◆ **What you have to do**: Transcribe the records below verbatim, line for line, through the last one. Omit the pictures from your transcription.

#####

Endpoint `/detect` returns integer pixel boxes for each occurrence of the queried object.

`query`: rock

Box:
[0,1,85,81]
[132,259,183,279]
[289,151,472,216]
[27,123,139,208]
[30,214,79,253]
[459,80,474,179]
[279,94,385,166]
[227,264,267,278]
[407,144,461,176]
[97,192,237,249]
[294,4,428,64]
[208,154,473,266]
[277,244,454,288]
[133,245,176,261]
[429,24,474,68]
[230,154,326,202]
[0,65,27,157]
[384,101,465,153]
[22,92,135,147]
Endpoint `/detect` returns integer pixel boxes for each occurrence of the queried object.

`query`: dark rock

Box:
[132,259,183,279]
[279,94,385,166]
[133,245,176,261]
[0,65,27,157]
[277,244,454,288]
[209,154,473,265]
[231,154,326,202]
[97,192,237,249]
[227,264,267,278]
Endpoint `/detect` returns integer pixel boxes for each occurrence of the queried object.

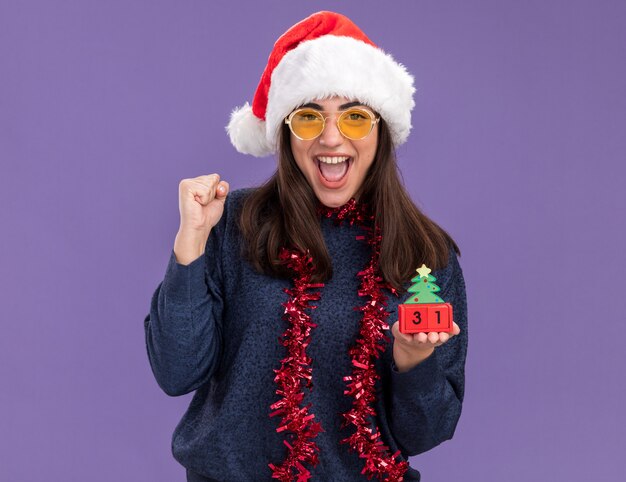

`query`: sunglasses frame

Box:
[285,107,380,141]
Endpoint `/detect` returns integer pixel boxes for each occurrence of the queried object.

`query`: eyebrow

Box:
[300,102,363,111]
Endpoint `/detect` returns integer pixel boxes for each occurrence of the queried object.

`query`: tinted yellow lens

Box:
[338,109,374,139]
[290,109,324,140]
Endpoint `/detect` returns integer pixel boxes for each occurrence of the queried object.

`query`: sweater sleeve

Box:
[387,250,467,455]
[144,206,226,396]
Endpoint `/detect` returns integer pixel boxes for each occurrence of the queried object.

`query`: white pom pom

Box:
[226,102,276,157]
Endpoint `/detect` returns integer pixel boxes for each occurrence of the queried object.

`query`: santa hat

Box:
[226,11,415,157]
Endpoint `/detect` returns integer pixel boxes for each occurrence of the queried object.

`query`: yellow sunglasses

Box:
[285,107,380,141]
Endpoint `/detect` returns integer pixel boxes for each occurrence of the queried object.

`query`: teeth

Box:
[317,156,350,164]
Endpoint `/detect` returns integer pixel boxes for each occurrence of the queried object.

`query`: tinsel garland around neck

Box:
[269,199,409,482]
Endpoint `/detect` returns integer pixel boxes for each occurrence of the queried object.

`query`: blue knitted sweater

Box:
[144,190,467,482]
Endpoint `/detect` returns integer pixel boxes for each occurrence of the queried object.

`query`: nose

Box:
[320,116,344,147]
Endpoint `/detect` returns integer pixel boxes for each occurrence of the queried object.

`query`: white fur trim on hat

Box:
[226,102,275,157]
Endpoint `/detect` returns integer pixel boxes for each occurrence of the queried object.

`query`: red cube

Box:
[398,303,453,333]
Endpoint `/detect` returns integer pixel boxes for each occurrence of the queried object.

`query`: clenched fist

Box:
[174,174,229,264]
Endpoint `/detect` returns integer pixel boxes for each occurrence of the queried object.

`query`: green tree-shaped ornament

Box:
[405,264,445,304]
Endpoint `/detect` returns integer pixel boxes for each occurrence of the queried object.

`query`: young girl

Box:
[145,12,467,481]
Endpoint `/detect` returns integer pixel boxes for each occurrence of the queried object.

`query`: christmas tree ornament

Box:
[398,264,454,334]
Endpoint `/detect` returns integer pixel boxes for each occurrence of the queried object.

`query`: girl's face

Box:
[291,97,378,208]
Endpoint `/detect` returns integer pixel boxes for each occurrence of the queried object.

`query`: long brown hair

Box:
[239,119,461,292]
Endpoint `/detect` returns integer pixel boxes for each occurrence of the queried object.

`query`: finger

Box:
[179,179,211,204]
[452,321,461,336]
[192,174,220,202]
[194,172,220,187]
[391,321,413,343]
[215,181,230,198]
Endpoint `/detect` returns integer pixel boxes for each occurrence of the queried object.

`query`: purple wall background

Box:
[0,0,626,482]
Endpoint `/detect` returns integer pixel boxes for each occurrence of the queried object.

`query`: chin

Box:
[317,193,352,208]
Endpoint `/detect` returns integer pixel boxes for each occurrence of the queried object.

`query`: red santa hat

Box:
[226,11,415,157]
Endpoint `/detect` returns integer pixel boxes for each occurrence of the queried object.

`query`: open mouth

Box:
[316,156,352,185]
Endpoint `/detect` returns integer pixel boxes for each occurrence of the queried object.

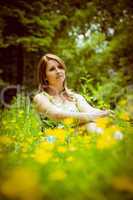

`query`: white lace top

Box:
[44,93,79,112]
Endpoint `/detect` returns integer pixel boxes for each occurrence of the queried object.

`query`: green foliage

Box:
[0,94,133,200]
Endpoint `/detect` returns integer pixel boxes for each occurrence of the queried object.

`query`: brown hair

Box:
[38,53,73,100]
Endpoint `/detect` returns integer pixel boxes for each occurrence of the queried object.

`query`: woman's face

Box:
[46,60,65,86]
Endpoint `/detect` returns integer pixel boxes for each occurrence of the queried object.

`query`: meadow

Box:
[0,94,133,200]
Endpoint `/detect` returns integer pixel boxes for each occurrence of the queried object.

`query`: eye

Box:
[49,67,55,71]
[58,65,64,69]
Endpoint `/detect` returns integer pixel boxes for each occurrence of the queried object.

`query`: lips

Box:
[57,74,63,78]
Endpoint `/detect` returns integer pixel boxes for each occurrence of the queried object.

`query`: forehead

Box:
[47,60,60,67]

#####

◆ **Answer to this problem**:
Endpoint `/detect` returns integer pixel boxes for each occurrence of the queried object.

`query`: rock

Box:
[0,1,85,81]
[132,259,183,279]
[289,151,472,216]
[27,123,139,208]
[30,214,79,253]
[459,80,474,179]
[279,94,385,166]
[227,264,267,278]
[407,144,461,176]
[97,192,237,249]
[294,4,428,64]
[208,154,473,266]
[277,244,454,288]
[133,245,176,261]
[429,24,474,68]
[230,154,326,202]
[0,65,27,157]
[384,101,465,153]
[22,92,135,147]
Endpoint `/detect` returns integer pixel boxes for each occurrence of the queried object.

`query`: dark rock

Box:
[132,259,183,279]
[279,94,385,166]
[133,245,176,261]
[0,65,27,157]
[277,244,454,288]
[209,154,473,265]
[231,154,326,202]
[97,192,237,249]
[227,264,267,278]
Endpoint `/detect` returns integer pixel boxes for each occurrence of the queried object.


`query`: sunglasses frame

Box:
[285,107,380,141]
Endpoint `/detect` returns integer pixel boxes for each occurrence of the queried object.

`query`: eyebrow

Box:
[300,102,363,111]
Endpoint `/detect` returns integer pixel boxes for each occurrence of the queried object.

`query`: tinted yellow lens

Box:
[338,109,374,139]
[290,109,324,140]
Endpoint `/detect` returns integer pixel boxes for each occurrence of the queried object.

`query`: sweater sleeve

Box:
[387,250,467,455]
[144,206,226,396]
Endpoint `/detect` returns integer pixel boxes for each occurrence of the queried object.

`query`: white pom pom

Box:
[226,102,276,157]
Endpoint `/detect` returns integer pixel boxes for each occurrence of the queried object.

`query`: santa hat

Box:
[226,11,415,157]
Endpoint `/detect` returns integer pixel boxes for each occurrence of the queried object.

`query`: yellow sunglasses

Box:
[285,107,380,141]
Endpoint `/detect` returns integer pixel boxes for each occurrence of the queried object.

`query`: teeth

Box:
[317,156,350,164]
Endpoint `/detect` returns integer pixel boxes for each occurrence of the queried object.

`query`: tinsel garland around neck

Box:
[269,199,409,482]
Endpoint `/detect` returns integer pixel boxes for each occurrence of the queried object.

`query`: blue knitted sweater

Box:
[144,190,467,482]
Endpoint `/detect` returns integer pixel boxes for each occurrence of the queried object.

`query`: nose

Box:
[320,116,344,147]
Endpoint `/detect` returns integer pixel boxes for each occurrence of the queried object.

`query`: white fur trim on hat

Box:
[226,102,275,157]
Endpoint `/detect` returns integer pixel boxes for each occurrence of the queried object.

`query`: red cube

Box:
[398,303,453,333]
Endpoint `/detect` returns integer pixel boxes for each occurrence of the queried object.

`query`: clenched fist

Box:
[174,174,229,264]
Endpoint `/detect` returns integer pixel boxes for each occurrence of the queried object.

`query`: green tree-shaped ornament

Box:
[405,264,445,304]
Endpoint `/detect` returns integer pixel boxes for each occurrence of the queried object.

`query`: young girl

Box:
[145,12,467,481]
Endpoint `/detect` returns integer pixel boxes for each occurrence of the queried object.

`query`: christmas tree ornament

Box:
[398,264,454,334]
Endpoint `/detect` returns integer pixel boxes for each occurrence of the queried object.

`query`: girl's face

Box:
[291,97,378,208]
Endpoint `/detect` returns integer pixel boxes for each occurrence of the queried object.

`query`: long brown hair

Box:
[239,119,461,292]
Endpoint `/detect` returns integer pixel boxes for each occurrence of the queried object.

`query`: finger

Box:
[179,179,211,204]
[452,321,461,336]
[192,174,220,202]
[194,172,220,187]
[391,321,413,343]
[215,181,230,198]
Endpoint `/detect` returns integer pixel boxes for each occurrence of the queried object.

`query`: purple wall background

Box:
[0,0,626,482]
Endpoint `/detect` returns integer pixel boxes for each occurrence of the queried object.

`query`: chin

Box:
[317,193,352,208]
Endpoint `/detect` returns integer pixel boxes for each occurrence of the queried object.

`query`: red santa hat

Box:
[226,11,415,157]
Endpoint `/detect` returns integer pixel boxes for each occurrence of the queried object.

`query`: open mouth

Box:
[316,156,352,185]
Endpoint `/detect` returns integer pixel boxes for each occurrence of the queried object.


`query`: white lace top

Box:
[44,93,79,112]
Endpoint `/detect` returns integer pixel boxes for each occurrence of the queried object.

`query`: green foliage

Box:
[0,94,133,200]
Endpoint `/detect` returns integer pixel boxes for each occurrence of the queried object.

`query`: brown hair

Box:
[38,53,73,100]
Endpoint `/detect` returns integer pixel boxes for each occurrence of the queried object.

`query`: woman's face

Box:
[46,60,65,86]
Endpoint `/detect` returns integer pixel boxes for each occurrence of the queried object.

`query`: meadow

Box:
[0,94,133,200]
Endpoint `/detect` returns integer pixel boxes for each occurrence of the queried object.

`query`: eye

Box:
[49,67,55,71]
[58,65,64,69]
Endpoint `/detect` returns integer pixel boxes for each occurrence of the queried object.

`query`: lips

Box:
[57,74,63,78]
Endpoint `/detect` returns integer pixel boxes for each occurrence of the queried object.

`query`: forehead

Box:
[47,60,60,67]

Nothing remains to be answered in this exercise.